*** Excerpted data Section Begins ***

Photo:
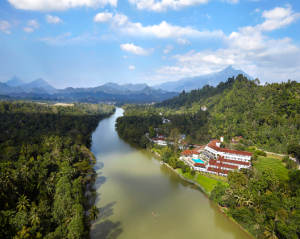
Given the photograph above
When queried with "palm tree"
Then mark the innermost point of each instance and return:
(270, 230)
(94, 213)
(34, 216)
(23, 203)
(68, 217)
(25, 233)
(249, 198)
(285, 191)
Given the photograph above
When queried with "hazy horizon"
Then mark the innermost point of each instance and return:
(87, 43)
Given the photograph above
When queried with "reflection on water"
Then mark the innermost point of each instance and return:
(131, 182)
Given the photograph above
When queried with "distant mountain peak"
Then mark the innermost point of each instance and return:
(192, 83)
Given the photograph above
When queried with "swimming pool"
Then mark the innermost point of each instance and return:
(198, 161)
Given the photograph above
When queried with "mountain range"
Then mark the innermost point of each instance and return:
(191, 83)
(110, 91)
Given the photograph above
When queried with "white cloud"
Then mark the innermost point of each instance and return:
(53, 19)
(28, 29)
(161, 6)
(59, 5)
(67, 39)
(137, 50)
(255, 11)
(232, 1)
(182, 41)
(103, 17)
(33, 23)
(121, 23)
(168, 49)
(5, 26)
(248, 49)
(278, 17)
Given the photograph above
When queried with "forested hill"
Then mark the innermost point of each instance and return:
(46, 168)
(265, 116)
(186, 99)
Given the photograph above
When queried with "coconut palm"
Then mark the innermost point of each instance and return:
(25, 233)
(249, 199)
(270, 230)
(23, 203)
(94, 213)
(286, 193)
(34, 216)
(68, 217)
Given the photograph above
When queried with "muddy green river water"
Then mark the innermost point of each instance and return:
(131, 181)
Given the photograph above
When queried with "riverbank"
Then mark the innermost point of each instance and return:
(202, 189)
(204, 183)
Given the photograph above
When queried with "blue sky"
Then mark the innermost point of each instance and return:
(86, 43)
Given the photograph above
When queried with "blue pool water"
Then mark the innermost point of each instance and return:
(198, 161)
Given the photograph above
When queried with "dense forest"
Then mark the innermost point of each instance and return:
(265, 116)
(262, 203)
(46, 169)
(265, 203)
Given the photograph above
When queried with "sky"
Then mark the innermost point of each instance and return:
(87, 43)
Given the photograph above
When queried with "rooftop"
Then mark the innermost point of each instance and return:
(213, 145)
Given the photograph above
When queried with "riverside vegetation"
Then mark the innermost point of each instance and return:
(265, 200)
(46, 169)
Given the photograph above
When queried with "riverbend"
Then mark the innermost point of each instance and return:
(131, 181)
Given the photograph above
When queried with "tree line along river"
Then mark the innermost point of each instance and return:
(131, 181)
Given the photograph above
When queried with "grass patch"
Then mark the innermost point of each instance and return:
(207, 183)
(186, 175)
(274, 156)
(217, 177)
(280, 171)
(156, 150)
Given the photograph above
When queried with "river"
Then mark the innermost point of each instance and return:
(131, 181)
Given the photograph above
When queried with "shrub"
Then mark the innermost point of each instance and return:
(183, 168)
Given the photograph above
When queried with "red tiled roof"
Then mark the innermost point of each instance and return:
(159, 138)
(189, 152)
(213, 145)
(234, 141)
(217, 170)
(222, 163)
(222, 159)
(200, 165)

*** Excerpted data Section Ends ***

## What the task asks
The task calls for duplicating the data exactly, with no images kept.

## Exercise output
Photo:
Given the photograph above
When queried with "palm tree"
Then mark the innermost point of each instance and return:
(270, 230)
(94, 213)
(34, 216)
(23, 203)
(68, 217)
(25, 233)
(249, 198)
(285, 191)
Given the photograph above
When queried with "hazy horizon"
Then mark the innermost point of each instance and return:
(87, 43)
Given the photograph above
When queried with "reflection on water"
Then mark the innermost point of each instance and return:
(131, 182)
Given the photograph above
When queried with "distant mountain peak"
Then mark the innermost point of each instance and return:
(192, 83)
Given the photograph above
When queried with "swimming pool"
Then mark the innermost point of each instance and return:
(198, 161)
Given the photograph above
When queried with "mountain range"
Then mark the innermost point of each instance and return:
(191, 83)
(110, 91)
Given the photograph above
When queried with "white cloud"
Then mark the innermost point of each instance and return:
(53, 19)
(28, 29)
(161, 6)
(59, 5)
(67, 39)
(137, 50)
(255, 11)
(232, 1)
(182, 41)
(103, 17)
(33, 23)
(121, 23)
(168, 49)
(5, 26)
(248, 49)
(278, 17)
Given the photograph above
When queried with "forested hill"
Then mark the innermost point of each instance and return:
(46, 168)
(265, 116)
(186, 99)
Given the photograph above
When queried with "coconut palm"
Then mark the innermost point of each instance and return:
(25, 233)
(249, 199)
(270, 230)
(23, 203)
(94, 213)
(286, 193)
(34, 216)
(68, 217)
Given the photograph above
When queried with "muddy green river water"
Then mark the innermost point of each instance and return:
(131, 181)
Given the photograph above
When queried with "riverbank"
Then mark the innermost point of each instance and return:
(202, 189)
(204, 183)
Given the photograph above
When queried with "blue sky"
Then mark the innermost point of each instance and return:
(86, 43)
Given the photograph above
When queried with "blue pool water"
Then mark the innermost point of each instance and return:
(198, 161)
Given the photograph above
When queried with "dense forest"
Then mark the innermost point of each instance and return:
(265, 116)
(262, 203)
(46, 169)
(265, 203)
Given the photograph above
When queried with "sky"
Then mark the innermost point of each instance and return:
(87, 43)
Given the photograph above
When queried with "rooftop"
Then mark the innermost point of each instance and return:
(213, 145)
Given the photograph above
When queried with "riverside vegetation"
Then mark the innermost point of each instance and return:
(265, 200)
(46, 169)
Given the photograph above
When queried with "riverbend"
Then mark the innermost point of each instance and return:
(131, 181)
Given the photograph above
When queried with "tree line along river"
Then mark the innermost point of each instance and return:
(131, 181)
Given the photograph above
When queried with "grass patch"
Then mark the innermost point of each instance and return:
(207, 183)
(186, 175)
(274, 156)
(217, 177)
(280, 171)
(156, 150)
Given the photograph above
When queried with "river"
Then mark the innermost point of each instance and return:
(131, 181)
Given the photograph above
When queried with "shrub"
Then mark the innermost point of each instance and return:
(183, 168)
Given the photograph above
When queried with "red tiled roof"
Then mark the innermost point of each instance and return:
(159, 138)
(189, 152)
(213, 145)
(234, 141)
(217, 170)
(222, 163)
(222, 159)
(200, 165)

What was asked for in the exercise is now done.